• **SHORT PROBLEM**: Reproduce every item below word for word, and leave the pictures out of your answer.

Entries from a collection
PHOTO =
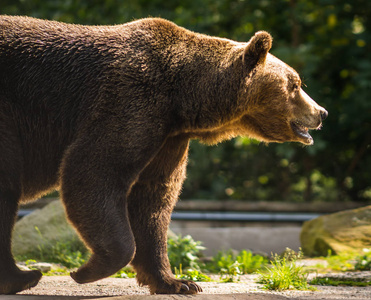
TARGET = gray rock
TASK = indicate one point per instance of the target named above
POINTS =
(345, 231)
(41, 230)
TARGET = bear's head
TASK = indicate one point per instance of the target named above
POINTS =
(276, 107)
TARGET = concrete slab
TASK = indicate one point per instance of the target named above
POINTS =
(257, 239)
(253, 296)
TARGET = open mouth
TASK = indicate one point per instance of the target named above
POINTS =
(302, 131)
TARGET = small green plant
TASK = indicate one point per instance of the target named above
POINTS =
(191, 274)
(231, 273)
(71, 254)
(363, 262)
(284, 273)
(341, 261)
(184, 251)
(126, 272)
(246, 260)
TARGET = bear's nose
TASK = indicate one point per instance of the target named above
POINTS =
(324, 114)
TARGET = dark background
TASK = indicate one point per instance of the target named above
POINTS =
(327, 42)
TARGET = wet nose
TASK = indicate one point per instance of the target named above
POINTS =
(324, 114)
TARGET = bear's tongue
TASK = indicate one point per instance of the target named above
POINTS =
(300, 130)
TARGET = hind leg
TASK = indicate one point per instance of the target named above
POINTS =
(95, 182)
(12, 280)
(151, 202)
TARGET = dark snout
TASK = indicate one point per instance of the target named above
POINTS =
(323, 114)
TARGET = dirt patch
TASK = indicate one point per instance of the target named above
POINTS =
(65, 286)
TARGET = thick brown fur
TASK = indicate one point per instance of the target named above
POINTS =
(105, 113)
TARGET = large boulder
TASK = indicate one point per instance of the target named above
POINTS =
(42, 230)
(348, 230)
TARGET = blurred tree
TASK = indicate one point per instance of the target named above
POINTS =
(327, 41)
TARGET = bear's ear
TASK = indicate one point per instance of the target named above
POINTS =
(257, 49)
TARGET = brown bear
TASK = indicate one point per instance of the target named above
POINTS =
(104, 114)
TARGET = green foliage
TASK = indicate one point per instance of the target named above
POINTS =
(363, 262)
(126, 272)
(341, 261)
(190, 274)
(71, 254)
(184, 251)
(284, 273)
(328, 42)
(245, 261)
(231, 273)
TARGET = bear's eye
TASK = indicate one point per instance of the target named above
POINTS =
(295, 86)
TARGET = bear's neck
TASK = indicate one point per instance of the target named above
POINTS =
(208, 93)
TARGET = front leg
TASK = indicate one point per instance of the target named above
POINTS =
(150, 205)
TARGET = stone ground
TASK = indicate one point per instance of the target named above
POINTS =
(63, 287)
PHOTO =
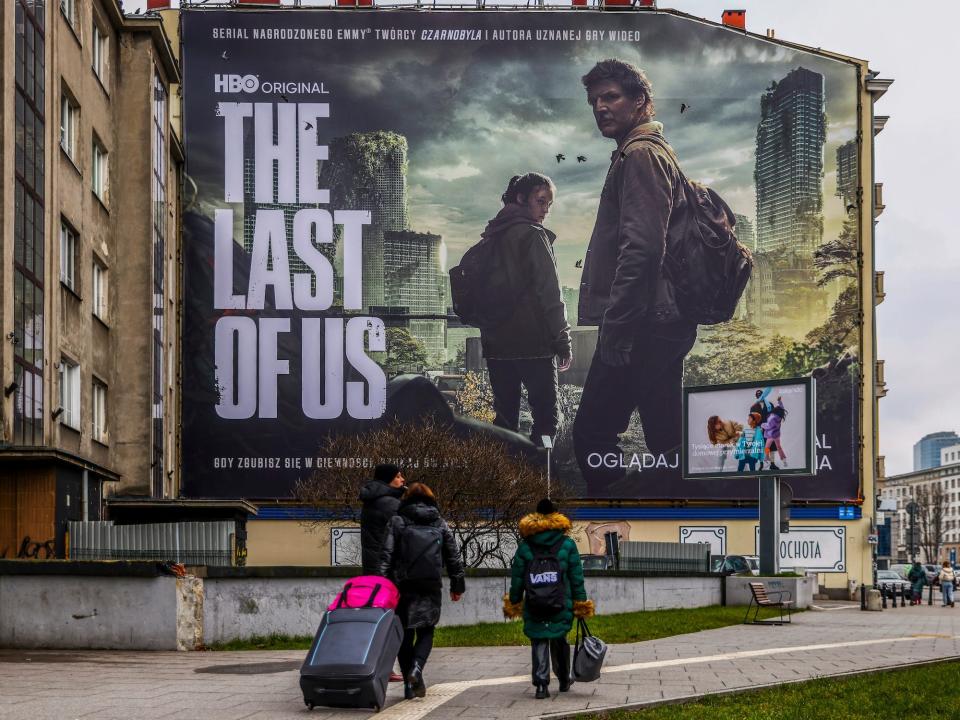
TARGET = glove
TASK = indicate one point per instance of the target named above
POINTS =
(511, 610)
(583, 608)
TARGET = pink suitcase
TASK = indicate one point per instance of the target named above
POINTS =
(367, 591)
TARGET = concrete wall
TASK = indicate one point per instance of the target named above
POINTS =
(246, 607)
(63, 611)
(88, 610)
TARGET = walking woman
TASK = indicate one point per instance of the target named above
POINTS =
(947, 580)
(548, 599)
(416, 548)
(530, 346)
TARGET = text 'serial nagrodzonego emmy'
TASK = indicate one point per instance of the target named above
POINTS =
(342, 163)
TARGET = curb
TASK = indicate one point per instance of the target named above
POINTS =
(607, 710)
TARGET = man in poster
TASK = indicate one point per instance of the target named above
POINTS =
(638, 364)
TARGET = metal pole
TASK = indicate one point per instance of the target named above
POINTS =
(769, 506)
(548, 472)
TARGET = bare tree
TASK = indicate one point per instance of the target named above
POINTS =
(482, 488)
(931, 519)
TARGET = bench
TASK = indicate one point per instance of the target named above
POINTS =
(760, 597)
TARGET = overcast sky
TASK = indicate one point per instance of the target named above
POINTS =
(917, 333)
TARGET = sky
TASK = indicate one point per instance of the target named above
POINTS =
(907, 43)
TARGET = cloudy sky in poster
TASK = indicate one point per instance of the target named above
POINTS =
(474, 114)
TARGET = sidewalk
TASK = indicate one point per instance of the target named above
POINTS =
(475, 683)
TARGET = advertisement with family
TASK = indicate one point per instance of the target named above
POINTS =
(484, 216)
(744, 430)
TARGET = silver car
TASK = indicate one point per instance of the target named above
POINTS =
(890, 580)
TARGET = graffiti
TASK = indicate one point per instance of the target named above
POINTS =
(32, 550)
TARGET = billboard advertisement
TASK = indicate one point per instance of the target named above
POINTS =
(741, 430)
(345, 161)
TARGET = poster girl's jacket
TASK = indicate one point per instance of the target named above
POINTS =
(538, 326)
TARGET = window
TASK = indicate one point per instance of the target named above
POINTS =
(69, 10)
(100, 168)
(70, 393)
(100, 53)
(69, 122)
(99, 288)
(99, 411)
(68, 255)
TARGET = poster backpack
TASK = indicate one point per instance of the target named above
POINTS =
(708, 267)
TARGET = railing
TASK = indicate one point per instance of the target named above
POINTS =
(664, 557)
(190, 543)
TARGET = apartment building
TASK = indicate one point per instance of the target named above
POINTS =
(89, 268)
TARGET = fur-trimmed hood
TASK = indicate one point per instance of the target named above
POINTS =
(535, 523)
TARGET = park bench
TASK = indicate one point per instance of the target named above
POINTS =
(760, 597)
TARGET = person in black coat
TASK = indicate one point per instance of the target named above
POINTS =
(416, 548)
(381, 499)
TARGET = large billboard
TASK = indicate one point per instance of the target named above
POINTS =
(344, 162)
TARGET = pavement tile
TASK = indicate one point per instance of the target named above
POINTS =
(107, 685)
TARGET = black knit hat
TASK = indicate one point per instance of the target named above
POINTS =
(385, 473)
(545, 507)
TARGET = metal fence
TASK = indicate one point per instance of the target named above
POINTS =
(664, 557)
(190, 543)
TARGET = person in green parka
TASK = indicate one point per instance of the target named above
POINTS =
(546, 544)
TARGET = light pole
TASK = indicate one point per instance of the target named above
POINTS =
(547, 442)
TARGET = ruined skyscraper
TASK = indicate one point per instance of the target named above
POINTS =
(789, 164)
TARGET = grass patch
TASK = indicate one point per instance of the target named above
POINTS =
(621, 628)
(911, 692)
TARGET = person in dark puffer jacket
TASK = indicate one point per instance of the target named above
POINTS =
(381, 499)
(414, 531)
(548, 635)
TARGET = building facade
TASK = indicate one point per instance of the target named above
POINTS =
(926, 451)
(89, 266)
(936, 492)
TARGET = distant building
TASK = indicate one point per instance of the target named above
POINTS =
(789, 164)
(367, 171)
(847, 172)
(414, 277)
(926, 452)
(745, 231)
(571, 298)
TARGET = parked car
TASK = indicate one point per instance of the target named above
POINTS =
(730, 564)
(901, 569)
(890, 580)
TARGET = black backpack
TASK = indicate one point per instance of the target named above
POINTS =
(421, 552)
(543, 583)
(709, 268)
(480, 285)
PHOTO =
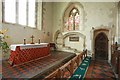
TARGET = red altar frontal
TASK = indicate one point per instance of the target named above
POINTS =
(21, 53)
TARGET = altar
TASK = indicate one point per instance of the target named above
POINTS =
(21, 53)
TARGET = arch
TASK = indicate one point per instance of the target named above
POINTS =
(101, 46)
(65, 17)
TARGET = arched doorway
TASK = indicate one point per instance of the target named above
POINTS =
(101, 46)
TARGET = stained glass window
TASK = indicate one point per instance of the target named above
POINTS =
(73, 20)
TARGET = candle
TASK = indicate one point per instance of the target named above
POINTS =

• **TASK RESPONSE**:
PHOTO =
TARGET = gray rock
TASK = indicate one point per instance of the target named above
POINTS =
(345, 231)
(41, 230)
TARGET = bear's head
TASK = indicate one point per instance of the target named above
POINTS =
(276, 107)
TARGET = concrete slab
TASK = indicate one point per instance of the target named above
POINTS =
(257, 239)
(253, 296)
TARGET = open mouth
TASK = indicate one point per instance of the target named above
POINTS =
(302, 131)
TARGET = small green plant
TASK = indicate one point per instance of the target named above
POINTS =
(191, 274)
(231, 273)
(71, 254)
(363, 262)
(284, 273)
(341, 261)
(184, 251)
(126, 272)
(246, 260)
TARGET = bear's nose
TASK = indicate one point per instance of the target named above
POINTS =
(324, 114)
TARGET = dark background
TASK = indicate one point per instance of the target named above
POINTS =
(327, 42)
TARGET = wet nose
TASK = indicate one point per instance of the target named above
POINTS =
(324, 114)
TARGET = bear's tongue
TASK = indicate one point per instance of the target named above
POINTS =
(300, 130)
TARGET = hind leg
TASK = indicate one point per instance of the target named above
POINTS =
(95, 182)
(12, 280)
(151, 202)
TARGET = dark snout
TASK = indicate one point per instance of the target named above
POINTS =
(323, 114)
TARGET = dirt patch
TASK = indicate one point per instance of the target named above
POINTS =
(65, 286)
TARGET = thick brown fur
TASK = indicate one point per instance of the target named above
POINTS =
(105, 113)
TARGET = large boulder
TASK = indicate one point per instance of the target named above
POINTS =
(42, 230)
(348, 230)
TARGET = blurred tree
TASK = indicate one point per instance of the target named above
POINTS =
(327, 41)
TARGET = bear's ear
TASK = indicate one point per instance of the target named above
POINTS =
(257, 49)
TARGET = brown bear
TASK = indicate one point per instance of the target named above
POINTS =
(104, 114)
TARGET = green foliage
TASK = indicate one point per instance of the target named above
POINTS =
(363, 262)
(126, 272)
(341, 261)
(190, 274)
(71, 254)
(184, 251)
(284, 273)
(328, 42)
(245, 261)
(231, 273)
TARGET = bear's eye
TASK = indicate one point per instance of the target named above
POINTS =
(295, 86)
TARGET = bear's neck
TASK = indicate one point per instance of the target named above
POINTS =
(208, 93)
TARGET = front leg
TASK = indicate one point per instance of the target named above
POINTS =
(150, 205)
TARGET = stone ground
TASK = indicate one point per instance of the target named above
POINTS =
(63, 287)
PHOTO =
TARGET = glove
TASK = indicate one point per instance of the target named above
POINTS =
(511, 610)
(583, 608)
TARGET = pink suitcase
TASK = indicate one point per instance of the target named above
POINTS =
(367, 591)
TARGET = concrete wall
TASK = indicate one point per instance of the target named above
POINTS =
(246, 607)
(63, 611)
(88, 610)
TARGET = walking woman
TASK = indicate one point per instance of the target named above
POINTS =
(947, 580)
(548, 599)
(416, 548)
(530, 346)
TARGET = text 'serial nagrodzonego emmy'
TASK = indicate one point per instance of the target named above
POINTS =
(342, 163)
TARGET = curb
TASK = indicate one point per instance of the target named above
POINTS =
(607, 710)
TARGET = man in poster
TASK = indicate one point per instance of the target named above
POINTS =
(638, 364)
TARGET = metal pole
TASK = indicate one point per instance of the target named above
POINTS =
(769, 506)
(548, 472)
TARGET = bare tree
TASK = indicate one point per instance of the target named above
POINTS =
(482, 488)
(931, 519)
TARGET = bench
TASK = indicate one point per instance of the target named above
POINTS =
(760, 597)
TARGET = overcast sky
TASK = indicate one point per instance of the target named above
POINTS =
(917, 333)
TARGET = sky
TASK = indicate one point per instance of the target named above
POINTS =
(907, 43)
TARGET = cloudy sky in poster
TASK = indicate one point per instance of the target named above
POINTS =
(474, 114)
TARGET = sidewalk
TASK = indicate one point per instance of the target named above
POINTS =
(475, 683)
TARGET = advertisement with family
TASK = indicate one point per instance of the target named above
POINTS =
(484, 216)
(744, 430)
TARGET = silver car
TASK = indicate one point per instance of the target named above
POINTS =
(890, 580)
TARGET = graffiti
TASK = indicate one point per instance of the target named above
POINTS =
(32, 550)
TARGET = billboard advertisement
TASK = indicate one point per instance of the target named above
POINTS =
(741, 430)
(345, 161)
TARGET = poster girl's jacket
TASK = indicate one point per instance of the target named above
POINTS =
(538, 326)
TARGET = window
TASK = indicate one point per instance of the target named above
POINTS =
(69, 10)
(100, 168)
(70, 393)
(100, 53)
(69, 122)
(99, 288)
(99, 411)
(68, 255)
TARGET = poster backpack
TASK = indicate one point per instance of the target named above
POINTS =
(708, 267)
TARGET = railing
TASK = indicate one point per instance of the target named above
POINTS =
(664, 557)
(190, 543)
TARGET = apartment building
TASK = indicate one point per instance of the target named above
POINTS =
(89, 268)
TARGET = fur-trimmed hood
TASK = indicate one point per instance of the target named above
POINTS =
(535, 523)
TARGET = park bench
TASK = indicate one point per instance of the target named above
POINTS =
(760, 597)
TARGET = person in black coat
TASK = indicate one point per instance of the target named above
POINTS =
(416, 548)
(381, 499)
TARGET = large billboard
TASK = indicate one point per instance of the target named above
POINTS =
(344, 162)
TARGET = pavement tile
TASK = indicate one point per instance of the target named above
POINTS =
(107, 685)
TARGET = black knit hat
TASK = indicate one point per instance of the target named above
POINTS =
(385, 473)
(545, 507)
TARGET = metal fence
TASK = indicate one point per instance of the target named above
POINTS =
(664, 557)
(190, 543)
TARGET = person in green parka
TASK = indicate one point per instance of the target named above
POINTS =
(546, 544)
TARGET = light pole
TASK = indicate one point per instance of the target named above
POINTS =
(547, 442)
TARGET = ruined skyscraper
TASK = indicate one point per instance of the target named above
POINTS =
(789, 164)
TARGET = grass patch
TASK = indicate one point per instance of the target named above
POINTS =
(621, 628)
(911, 692)
TARGET = person in dark puffer jacket
TASK = indicate one point per instance of the target named above
POINTS =
(381, 499)
(414, 531)
(548, 635)
TARGET = building facade
TASK = indicate one point per instance of the target named above
POINTS =
(926, 451)
(89, 266)
(936, 492)
TARGET = distant building
TASK = indicate one point per instance of the target named above
POINTS =
(789, 164)
(367, 171)
(847, 172)
(414, 277)
(926, 452)
(745, 231)
(571, 298)
TARGET = parked car
TASK = indicate one point per instance of the target named above
POINTS =
(730, 564)
(901, 569)
(890, 580)
TARGET = black backpack
TASK = indicate one point per instance of the target named above
POINTS =
(421, 552)
(543, 583)
(709, 268)
(480, 285)
PHOTO =
TARGET = red altar frontal
TASK = indicate one point per instance of the target named above
POINTS =
(21, 53)
TARGET = altar
TASK = indicate one point per instance of the target named above
POINTS =
(21, 53)
TARGET = arch
TASK = indicate one point per instance of the target named above
POINTS =
(101, 46)
(65, 17)
TARGET = arched doorway
TASK = indicate one point per instance of the target named above
POINTS =
(101, 46)
TARGET = stained glass window
TASK = indicate one point per instance of the target named above
POINTS =
(73, 20)
TARGET = candle
TASK = indicate one point per instance of the target named above
POINTS =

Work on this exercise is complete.